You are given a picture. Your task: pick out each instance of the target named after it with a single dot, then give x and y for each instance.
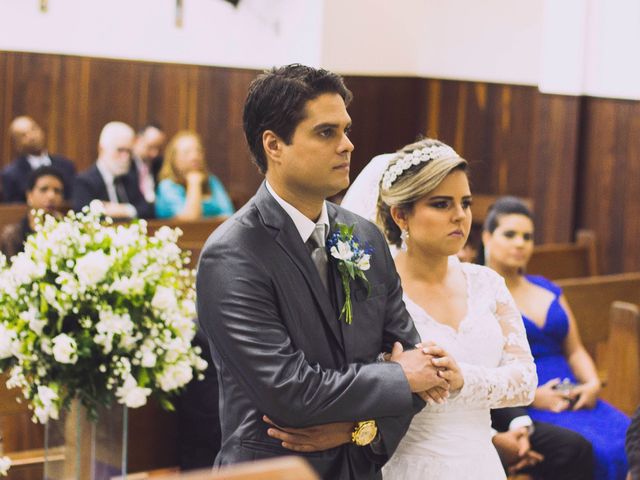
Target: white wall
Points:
(563, 46)
(490, 40)
(256, 34)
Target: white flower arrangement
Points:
(97, 312)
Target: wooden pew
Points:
(591, 298)
(566, 260)
(623, 357)
(192, 231)
(482, 203)
(591, 301)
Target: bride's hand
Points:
(447, 366)
(548, 398)
(311, 439)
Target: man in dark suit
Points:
(269, 299)
(29, 142)
(147, 159)
(540, 449)
(108, 180)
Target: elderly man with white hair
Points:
(109, 181)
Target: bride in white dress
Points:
(465, 309)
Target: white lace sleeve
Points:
(513, 382)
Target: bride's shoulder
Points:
(481, 272)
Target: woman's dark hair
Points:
(276, 101)
(46, 171)
(503, 206)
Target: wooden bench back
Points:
(591, 298)
(623, 357)
(482, 203)
(566, 260)
(192, 231)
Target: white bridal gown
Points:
(452, 441)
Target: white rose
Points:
(164, 299)
(175, 376)
(96, 207)
(363, 262)
(7, 337)
(92, 268)
(31, 317)
(131, 394)
(148, 359)
(341, 251)
(24, 270)
(64, 349)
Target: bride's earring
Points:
(404, 236)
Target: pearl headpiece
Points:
(416, 157)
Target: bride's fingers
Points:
(443, 362)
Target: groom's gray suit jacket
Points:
(281, 350)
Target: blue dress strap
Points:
(545, 283)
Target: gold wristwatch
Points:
(364, 433)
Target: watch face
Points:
(366, 433)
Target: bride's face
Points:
(439, 222)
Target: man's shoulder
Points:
(243, 227)
(364, 229)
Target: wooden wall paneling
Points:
(609, 180)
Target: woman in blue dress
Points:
(568, 389)
(186, 191)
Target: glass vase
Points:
(77, 448)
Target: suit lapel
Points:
(289, 240)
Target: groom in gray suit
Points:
(270, 300)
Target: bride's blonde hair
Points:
(405, 181)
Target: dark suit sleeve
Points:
(238, 307)
(143, 208)
(502, 417)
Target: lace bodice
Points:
(490, 345)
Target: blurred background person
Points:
(186, 190)
(28, 140)
(44, 191)
(147, 159)
(555, 342)
(109, 181)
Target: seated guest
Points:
(568, 389)
(45, 191)
(539, 448)
(29, 142)
(108, 179)
(147, 159)
(186, 190)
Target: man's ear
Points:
(399, 216)
(486, 238)
(272, 145)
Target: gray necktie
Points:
(316, 246)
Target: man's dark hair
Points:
(38, 173)
(276, 101)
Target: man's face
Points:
(28, 137)
(317, 161)
(115, 155)
(47, 194)
(149, 145)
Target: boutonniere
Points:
(353, 260)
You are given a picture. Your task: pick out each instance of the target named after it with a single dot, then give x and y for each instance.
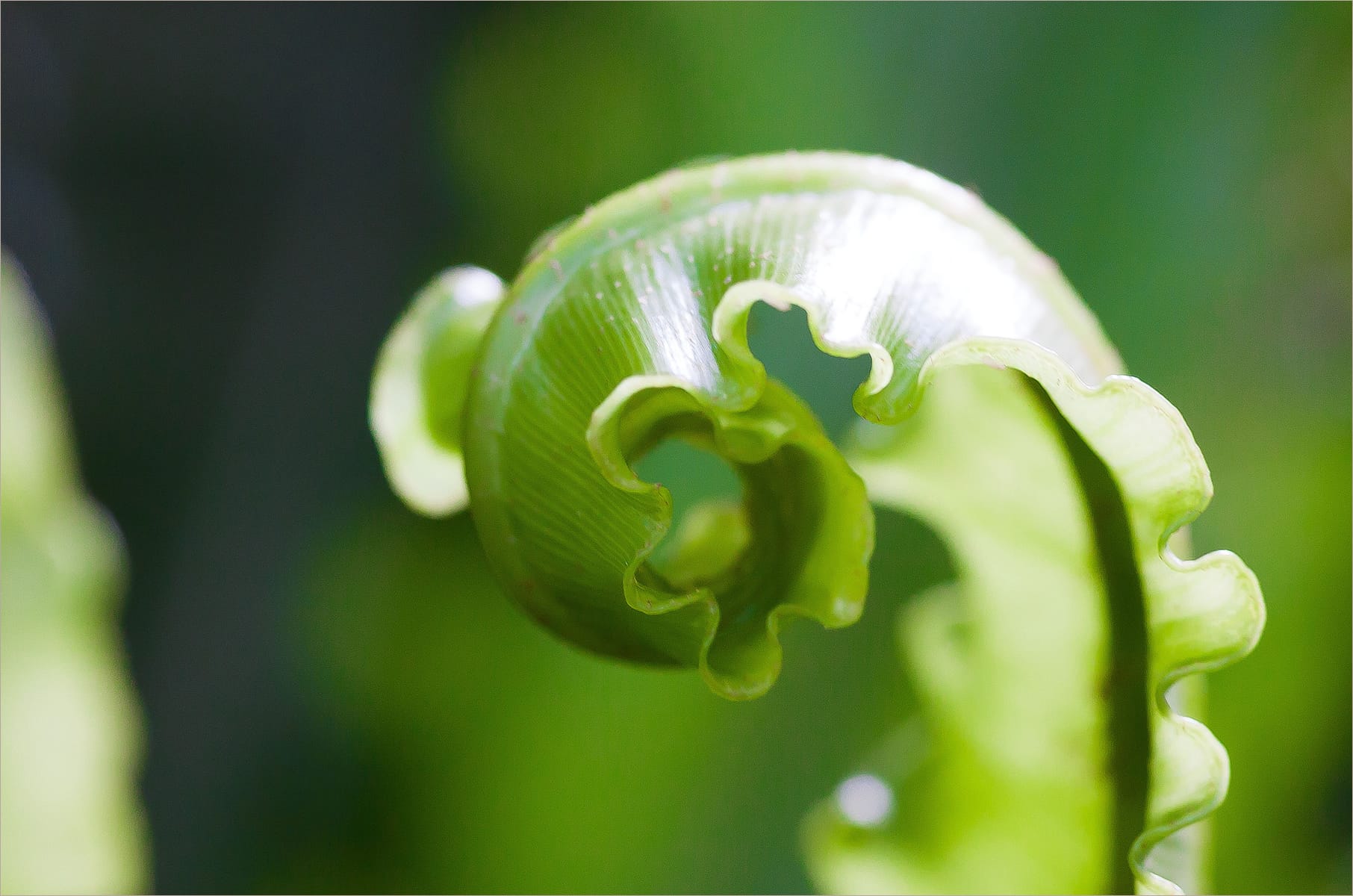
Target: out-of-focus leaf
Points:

⁂

▶ _PROBLEM TO SOLVE_:
Count, in the records above, the lines that include "white", and give the number with nothing added.

▶ _COMPLETED EXERCISE_:
7